**WRITTEN TASKS**
1. In the forum thread about the finished steel Colnago, list the parts of Anthony's bike that he says are carbon.
2. Write the next part of the forum thread about the finished steel Colnago, picking up after FTR's post about the ding in the top tube.

**DOCUMENT SECTION**
# Another Steel Colnago is finished......



## Anthony (Jan 2, 2006)

well thanks for all who helped with the paint chip issue and others. I finally finished my dream bike and it is ready to roll. this is the lx10 and I tried to go as classic as I could. The only carbon on this 10 speed bike is the bar and stem and seat rails. The weather this weekend may hit above 0 so may actually get it outside and off the rollers. I always regretted selling my Crystal years ago so it is a long awaited reunion with the Colnago family. Ciao 4 now and thanks for the inspiration. Anthony


----------



## fabsroman (Jul 14, 2006)

Nice looking bike. Now, it just makes me want to go out and buy one too. My wife is going to kill me.


----------



## FTR (Sep 20, 2006)

Very nice.
I will have to look up your paint chip threads when I get mine next week.
Mine has a couple that I will definitely want to sort out including a ding in the top of the top tube that I wont be able to stand looking at.

**DATA EXTRACT**
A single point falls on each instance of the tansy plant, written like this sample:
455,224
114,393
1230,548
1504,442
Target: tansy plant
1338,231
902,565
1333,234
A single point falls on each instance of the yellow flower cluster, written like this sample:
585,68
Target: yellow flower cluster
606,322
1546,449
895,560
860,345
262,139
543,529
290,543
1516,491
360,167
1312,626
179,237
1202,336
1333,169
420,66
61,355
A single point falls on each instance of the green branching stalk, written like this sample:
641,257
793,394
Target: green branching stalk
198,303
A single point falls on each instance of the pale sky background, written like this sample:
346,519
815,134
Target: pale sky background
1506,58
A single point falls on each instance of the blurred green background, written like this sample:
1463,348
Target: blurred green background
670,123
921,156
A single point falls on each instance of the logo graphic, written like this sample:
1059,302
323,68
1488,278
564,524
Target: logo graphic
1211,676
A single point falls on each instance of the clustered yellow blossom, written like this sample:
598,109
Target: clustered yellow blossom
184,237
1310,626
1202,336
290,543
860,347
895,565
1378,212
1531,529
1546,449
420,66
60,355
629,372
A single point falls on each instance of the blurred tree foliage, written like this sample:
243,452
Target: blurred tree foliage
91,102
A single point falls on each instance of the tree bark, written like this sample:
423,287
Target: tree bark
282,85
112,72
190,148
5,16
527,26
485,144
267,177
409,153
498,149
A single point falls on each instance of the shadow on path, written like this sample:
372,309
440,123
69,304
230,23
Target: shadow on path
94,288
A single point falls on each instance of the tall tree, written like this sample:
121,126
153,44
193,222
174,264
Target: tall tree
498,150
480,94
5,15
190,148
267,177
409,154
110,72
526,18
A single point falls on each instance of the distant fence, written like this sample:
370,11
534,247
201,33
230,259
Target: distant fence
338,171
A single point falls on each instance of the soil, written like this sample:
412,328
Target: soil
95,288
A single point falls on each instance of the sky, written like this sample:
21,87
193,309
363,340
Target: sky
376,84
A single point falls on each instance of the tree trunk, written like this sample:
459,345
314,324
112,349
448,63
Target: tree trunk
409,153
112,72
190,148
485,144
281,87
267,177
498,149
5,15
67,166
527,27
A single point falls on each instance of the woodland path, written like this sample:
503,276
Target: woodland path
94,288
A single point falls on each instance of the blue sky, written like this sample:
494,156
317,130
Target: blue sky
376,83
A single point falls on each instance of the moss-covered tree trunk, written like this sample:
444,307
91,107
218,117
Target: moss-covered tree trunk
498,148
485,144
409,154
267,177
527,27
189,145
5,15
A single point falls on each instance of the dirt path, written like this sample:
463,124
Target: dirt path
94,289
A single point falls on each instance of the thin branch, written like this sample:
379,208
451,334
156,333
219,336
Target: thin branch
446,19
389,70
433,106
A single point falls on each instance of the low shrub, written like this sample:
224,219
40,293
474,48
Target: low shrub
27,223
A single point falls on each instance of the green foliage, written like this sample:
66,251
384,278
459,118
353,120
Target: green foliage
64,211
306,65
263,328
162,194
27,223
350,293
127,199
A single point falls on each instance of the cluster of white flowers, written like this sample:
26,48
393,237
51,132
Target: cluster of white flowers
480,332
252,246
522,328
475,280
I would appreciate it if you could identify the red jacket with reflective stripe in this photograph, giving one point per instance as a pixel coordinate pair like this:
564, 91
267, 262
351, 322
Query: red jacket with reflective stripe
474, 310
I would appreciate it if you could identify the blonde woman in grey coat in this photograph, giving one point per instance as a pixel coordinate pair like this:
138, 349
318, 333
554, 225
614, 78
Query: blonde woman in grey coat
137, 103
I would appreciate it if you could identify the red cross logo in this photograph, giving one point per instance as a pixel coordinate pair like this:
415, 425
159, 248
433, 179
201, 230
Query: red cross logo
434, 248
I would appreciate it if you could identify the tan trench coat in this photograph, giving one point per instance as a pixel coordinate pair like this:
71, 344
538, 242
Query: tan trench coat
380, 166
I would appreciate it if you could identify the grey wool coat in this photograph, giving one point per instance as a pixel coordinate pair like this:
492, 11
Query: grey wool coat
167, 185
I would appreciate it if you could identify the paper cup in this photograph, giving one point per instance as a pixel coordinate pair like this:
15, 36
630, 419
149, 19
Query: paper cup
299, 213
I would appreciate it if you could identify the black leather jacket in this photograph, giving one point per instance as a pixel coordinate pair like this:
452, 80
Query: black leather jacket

**EXERCISE RESULTS**
1. The bar, the stem and the seat rails.

2.
----------



## iyeoh (Jan 6, 2005)

So beautiful!!


----------



## Anthony (Jan 2, 2006)

*Here is the before & after.*

I used model paint from a hobby shop and it matched up pretty damn close actually, I would'nt have minded so much if not for my own stuoid rookie mistake.


----------



## FTR (Sep 20, 2006)

Good job.
Mine is a little more tricky as it is dented and chipped.


----------



## ETWN Stu (Feb 15, 2007)

WOW nice work. you could set up your own business fixing paint chips!! you also have carbon forks too


----------



## Anthony (Jan 2, 2006)

yes true carbon forks but non carbon steerer


----------



## ETWN Stu (Feb 15, 2007)

I like it!!!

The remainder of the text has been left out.